(Action item) Only one portion of the data is to be written out: from the line bearing "Query: car hood" through the line bearing "Query: elephant tusk". Write it exactly as it appears.

(Working data)
....................

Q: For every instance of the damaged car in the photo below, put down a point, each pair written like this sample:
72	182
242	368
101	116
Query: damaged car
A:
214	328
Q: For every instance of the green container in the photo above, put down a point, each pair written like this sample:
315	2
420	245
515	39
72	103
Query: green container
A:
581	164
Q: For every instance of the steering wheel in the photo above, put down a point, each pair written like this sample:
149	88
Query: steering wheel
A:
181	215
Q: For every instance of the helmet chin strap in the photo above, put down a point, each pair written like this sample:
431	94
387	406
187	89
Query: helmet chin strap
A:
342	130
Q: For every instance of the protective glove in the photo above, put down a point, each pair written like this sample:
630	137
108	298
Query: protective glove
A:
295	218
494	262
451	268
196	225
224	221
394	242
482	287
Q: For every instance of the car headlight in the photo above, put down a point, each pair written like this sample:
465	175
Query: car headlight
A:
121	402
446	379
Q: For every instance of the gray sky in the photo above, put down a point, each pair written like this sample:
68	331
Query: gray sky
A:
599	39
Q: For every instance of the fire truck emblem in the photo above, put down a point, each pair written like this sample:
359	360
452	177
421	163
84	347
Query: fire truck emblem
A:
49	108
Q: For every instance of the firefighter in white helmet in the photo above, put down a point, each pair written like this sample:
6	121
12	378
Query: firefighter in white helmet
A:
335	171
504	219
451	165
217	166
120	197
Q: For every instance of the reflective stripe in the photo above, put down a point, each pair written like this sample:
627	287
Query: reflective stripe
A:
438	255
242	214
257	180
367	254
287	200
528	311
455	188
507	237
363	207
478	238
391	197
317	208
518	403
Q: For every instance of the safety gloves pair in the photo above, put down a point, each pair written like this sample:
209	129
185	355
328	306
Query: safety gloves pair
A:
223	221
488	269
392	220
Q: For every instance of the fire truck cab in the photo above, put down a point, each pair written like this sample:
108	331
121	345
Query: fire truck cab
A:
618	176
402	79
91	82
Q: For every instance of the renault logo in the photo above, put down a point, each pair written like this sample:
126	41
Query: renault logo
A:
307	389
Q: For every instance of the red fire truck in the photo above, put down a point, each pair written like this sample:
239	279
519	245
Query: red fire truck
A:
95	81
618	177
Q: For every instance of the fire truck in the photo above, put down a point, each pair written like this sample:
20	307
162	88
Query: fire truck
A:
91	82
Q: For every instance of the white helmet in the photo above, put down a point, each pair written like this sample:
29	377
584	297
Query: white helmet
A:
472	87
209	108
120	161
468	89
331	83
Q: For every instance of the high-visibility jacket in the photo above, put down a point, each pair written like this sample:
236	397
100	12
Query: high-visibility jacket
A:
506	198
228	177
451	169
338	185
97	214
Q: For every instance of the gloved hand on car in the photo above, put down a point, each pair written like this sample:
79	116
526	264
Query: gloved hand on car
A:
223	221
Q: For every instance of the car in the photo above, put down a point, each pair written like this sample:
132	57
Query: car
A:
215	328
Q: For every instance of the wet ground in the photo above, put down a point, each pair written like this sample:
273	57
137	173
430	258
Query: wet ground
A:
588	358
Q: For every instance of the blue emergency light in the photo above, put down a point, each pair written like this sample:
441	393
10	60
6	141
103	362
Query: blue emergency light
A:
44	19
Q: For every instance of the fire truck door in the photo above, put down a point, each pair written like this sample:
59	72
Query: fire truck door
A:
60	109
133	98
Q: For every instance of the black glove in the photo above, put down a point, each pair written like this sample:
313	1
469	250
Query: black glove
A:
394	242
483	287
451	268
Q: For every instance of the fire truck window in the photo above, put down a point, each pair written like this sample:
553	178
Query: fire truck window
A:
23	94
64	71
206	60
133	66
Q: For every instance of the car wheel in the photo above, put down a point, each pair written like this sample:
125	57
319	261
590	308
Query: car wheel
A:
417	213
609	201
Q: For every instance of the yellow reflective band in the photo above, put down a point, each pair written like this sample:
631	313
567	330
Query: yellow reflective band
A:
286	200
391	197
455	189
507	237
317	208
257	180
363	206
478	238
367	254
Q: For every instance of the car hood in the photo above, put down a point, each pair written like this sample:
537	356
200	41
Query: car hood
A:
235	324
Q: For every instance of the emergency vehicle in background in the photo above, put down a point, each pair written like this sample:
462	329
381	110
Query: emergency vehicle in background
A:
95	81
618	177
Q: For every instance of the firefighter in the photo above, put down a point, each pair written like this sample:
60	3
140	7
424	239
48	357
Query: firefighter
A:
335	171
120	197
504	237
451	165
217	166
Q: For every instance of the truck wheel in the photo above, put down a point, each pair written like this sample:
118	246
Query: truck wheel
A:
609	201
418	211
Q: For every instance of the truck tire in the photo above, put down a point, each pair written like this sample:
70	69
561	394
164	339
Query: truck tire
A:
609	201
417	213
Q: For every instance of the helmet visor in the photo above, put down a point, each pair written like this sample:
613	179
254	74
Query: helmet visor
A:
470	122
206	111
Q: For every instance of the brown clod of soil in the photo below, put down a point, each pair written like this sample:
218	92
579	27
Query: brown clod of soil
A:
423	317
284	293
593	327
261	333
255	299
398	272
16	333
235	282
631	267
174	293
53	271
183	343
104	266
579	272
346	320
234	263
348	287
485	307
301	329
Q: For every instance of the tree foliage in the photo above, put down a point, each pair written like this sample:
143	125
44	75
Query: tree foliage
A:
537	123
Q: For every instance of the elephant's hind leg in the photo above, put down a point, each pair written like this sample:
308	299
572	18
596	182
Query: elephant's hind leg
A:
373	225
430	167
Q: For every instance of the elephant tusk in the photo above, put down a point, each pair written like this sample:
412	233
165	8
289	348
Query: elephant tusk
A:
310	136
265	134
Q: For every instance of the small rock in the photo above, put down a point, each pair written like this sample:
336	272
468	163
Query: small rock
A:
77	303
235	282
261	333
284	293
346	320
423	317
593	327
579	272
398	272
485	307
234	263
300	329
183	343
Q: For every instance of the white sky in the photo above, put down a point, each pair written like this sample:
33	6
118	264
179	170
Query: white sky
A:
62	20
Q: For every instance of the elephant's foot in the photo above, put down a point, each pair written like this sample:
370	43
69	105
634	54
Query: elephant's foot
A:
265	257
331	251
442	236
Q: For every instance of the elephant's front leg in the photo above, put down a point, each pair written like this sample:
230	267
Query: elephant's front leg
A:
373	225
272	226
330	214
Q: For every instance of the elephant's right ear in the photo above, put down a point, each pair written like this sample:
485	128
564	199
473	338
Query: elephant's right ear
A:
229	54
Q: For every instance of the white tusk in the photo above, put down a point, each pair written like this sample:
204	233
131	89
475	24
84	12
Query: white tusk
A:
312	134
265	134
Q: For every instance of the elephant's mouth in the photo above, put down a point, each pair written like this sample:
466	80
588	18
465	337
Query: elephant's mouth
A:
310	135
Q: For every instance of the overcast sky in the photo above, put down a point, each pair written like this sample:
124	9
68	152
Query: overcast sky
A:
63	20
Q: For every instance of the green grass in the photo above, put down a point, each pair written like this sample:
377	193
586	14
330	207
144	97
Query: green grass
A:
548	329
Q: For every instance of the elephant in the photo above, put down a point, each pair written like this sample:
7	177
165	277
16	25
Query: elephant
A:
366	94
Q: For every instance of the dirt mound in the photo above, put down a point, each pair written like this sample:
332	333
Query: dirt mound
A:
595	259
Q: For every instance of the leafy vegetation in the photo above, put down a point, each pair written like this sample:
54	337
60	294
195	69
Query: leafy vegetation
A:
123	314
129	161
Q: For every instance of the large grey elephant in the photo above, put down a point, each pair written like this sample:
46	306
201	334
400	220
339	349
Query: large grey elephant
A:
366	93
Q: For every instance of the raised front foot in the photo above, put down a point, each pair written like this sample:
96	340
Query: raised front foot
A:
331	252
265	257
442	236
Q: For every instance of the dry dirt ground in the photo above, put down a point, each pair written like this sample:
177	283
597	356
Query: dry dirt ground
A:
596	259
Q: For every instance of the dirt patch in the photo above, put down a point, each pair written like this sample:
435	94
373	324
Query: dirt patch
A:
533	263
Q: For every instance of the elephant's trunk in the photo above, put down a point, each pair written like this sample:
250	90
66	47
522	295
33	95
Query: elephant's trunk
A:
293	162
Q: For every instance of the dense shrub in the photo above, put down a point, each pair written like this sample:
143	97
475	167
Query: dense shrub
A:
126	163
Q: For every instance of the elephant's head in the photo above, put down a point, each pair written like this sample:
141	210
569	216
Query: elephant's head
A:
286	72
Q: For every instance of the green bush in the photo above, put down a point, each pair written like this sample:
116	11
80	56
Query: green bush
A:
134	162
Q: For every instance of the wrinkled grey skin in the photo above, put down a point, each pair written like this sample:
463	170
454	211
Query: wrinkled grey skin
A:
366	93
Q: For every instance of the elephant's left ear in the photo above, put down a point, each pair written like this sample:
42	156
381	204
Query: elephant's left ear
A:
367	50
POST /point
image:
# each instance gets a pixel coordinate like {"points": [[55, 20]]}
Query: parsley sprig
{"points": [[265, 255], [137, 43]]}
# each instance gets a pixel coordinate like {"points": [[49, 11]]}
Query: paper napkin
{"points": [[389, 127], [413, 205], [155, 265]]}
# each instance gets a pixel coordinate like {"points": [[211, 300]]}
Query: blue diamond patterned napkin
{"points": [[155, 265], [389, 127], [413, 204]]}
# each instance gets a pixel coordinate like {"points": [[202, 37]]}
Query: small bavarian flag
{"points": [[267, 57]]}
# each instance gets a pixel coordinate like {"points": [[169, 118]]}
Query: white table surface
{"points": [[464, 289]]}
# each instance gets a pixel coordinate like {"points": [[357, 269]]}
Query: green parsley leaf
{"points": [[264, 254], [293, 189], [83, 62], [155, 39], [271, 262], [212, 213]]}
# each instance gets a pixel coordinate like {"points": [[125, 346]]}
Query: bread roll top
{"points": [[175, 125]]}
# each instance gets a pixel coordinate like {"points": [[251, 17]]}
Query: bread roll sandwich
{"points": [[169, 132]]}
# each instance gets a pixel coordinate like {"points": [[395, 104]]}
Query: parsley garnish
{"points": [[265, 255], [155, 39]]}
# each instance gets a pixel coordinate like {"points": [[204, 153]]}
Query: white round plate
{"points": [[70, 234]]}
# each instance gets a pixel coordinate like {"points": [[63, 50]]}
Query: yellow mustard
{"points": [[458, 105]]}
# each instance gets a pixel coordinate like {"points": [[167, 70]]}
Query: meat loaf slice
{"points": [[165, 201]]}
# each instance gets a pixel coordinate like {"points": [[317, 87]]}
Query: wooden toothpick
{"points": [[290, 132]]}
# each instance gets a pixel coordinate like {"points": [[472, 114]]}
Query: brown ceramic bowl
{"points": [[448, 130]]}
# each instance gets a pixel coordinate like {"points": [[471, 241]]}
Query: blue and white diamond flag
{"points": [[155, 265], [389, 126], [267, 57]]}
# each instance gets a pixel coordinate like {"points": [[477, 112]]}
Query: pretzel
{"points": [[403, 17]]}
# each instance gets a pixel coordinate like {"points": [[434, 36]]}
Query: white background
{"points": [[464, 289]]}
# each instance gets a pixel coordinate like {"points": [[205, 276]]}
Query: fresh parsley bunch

....................

(Task answer)
Query: car hood
A:
235	324
Q: For every instance of the emergency vehicle in background in the photo above, put down a point, each pair written like this sample:
462	329
381	110
Query: emergency vehicle in background
A:
95	81
618	177
Q: For every instance of the firefighter in the photo above, put down a point, each pair written like this sample:
60	3
140	7
424	239
48	357
Query: firefighter
A:
335	171
120	197
504	237
451	165
217	166
Q: For every instance of the truck wheel in the photo above, put down a point, each pair written like this sample:
118	246
Query: truck wheel
A:
609	201
418	211
Q: For every instance of the truck tire in the photo above, put down a point, each pair written like this sample:
70	69
561	394
164	339
Query: truck tire
A:
609	201
417	213
Q: For every instance of the helmet visor in the photo above, put down a point, each pair written like this sample:
613	179
254	74
Query: helmet visor
A:
470	122
206	111
Q: For every instance of the brown clod of soil in the photo below, put down a point, each pair written like this sample:
218	92
579	27
Query: brown clod of soil
A:
423	317
284	293
593	327
261	333
255	299
398	272
16	333
235	282
631	267
174	293
53	271
183	343
104	266
579	272
346	320
234	263
348	287
485	307
301	329
Q: For every instance of the tree foliage in the photo above, put down a point, each pair written like this sample:
143	125
44	75
Query: tree foliage
A:
537	123
Q: For every instance of the elephant's hind leg in the photo above, put down a point, each pair written like this sample:
308	299
572	18
596	182
Query: elephant's hind leg
A:
373	225
430	167
Q: For every instance of the elephant tusk in the photo above, put down a point, each pair written like this sample:
412	233
165	8
289	348
Query: elephant tusk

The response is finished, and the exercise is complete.